[Begin]
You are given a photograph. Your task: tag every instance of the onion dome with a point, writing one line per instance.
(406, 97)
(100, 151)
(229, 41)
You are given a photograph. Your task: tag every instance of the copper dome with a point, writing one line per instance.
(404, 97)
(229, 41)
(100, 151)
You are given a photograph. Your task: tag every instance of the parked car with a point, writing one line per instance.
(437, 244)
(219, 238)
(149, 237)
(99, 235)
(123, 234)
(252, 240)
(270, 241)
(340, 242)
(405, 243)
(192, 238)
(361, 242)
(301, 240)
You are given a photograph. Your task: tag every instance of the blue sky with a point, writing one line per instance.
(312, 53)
[End]
_Given exercise_.
Change "tag" to "mark" in each of the entries above, and leave everything else unchanged.

_Response to the task_.
You are given a photograph. Your task: mark every instance of the onion dome with a point, writing one line per instance.
(406, 97)
(100, 151)
(229, 41)
You are given a photograph. Your task: mark every instance of the copper dome with a point, writing one line per instance.
(404, 97)
(229, 41)
(100, 151)
You are given a photograph. Your task: mark every instance of the parked car with a point, writing one line per instance.
(437, 244)
(219, 238)
(149, 237)
(99, 235)
(123, 234)
(252, 240)
(270, 241)
(340, 242)
(405, 243)
(192, 238)
(361, 242)
(301, 240)
You are given a photograph. Your task: mark every instance of the blue sky with a point, writing one line per instance.
(312, 53)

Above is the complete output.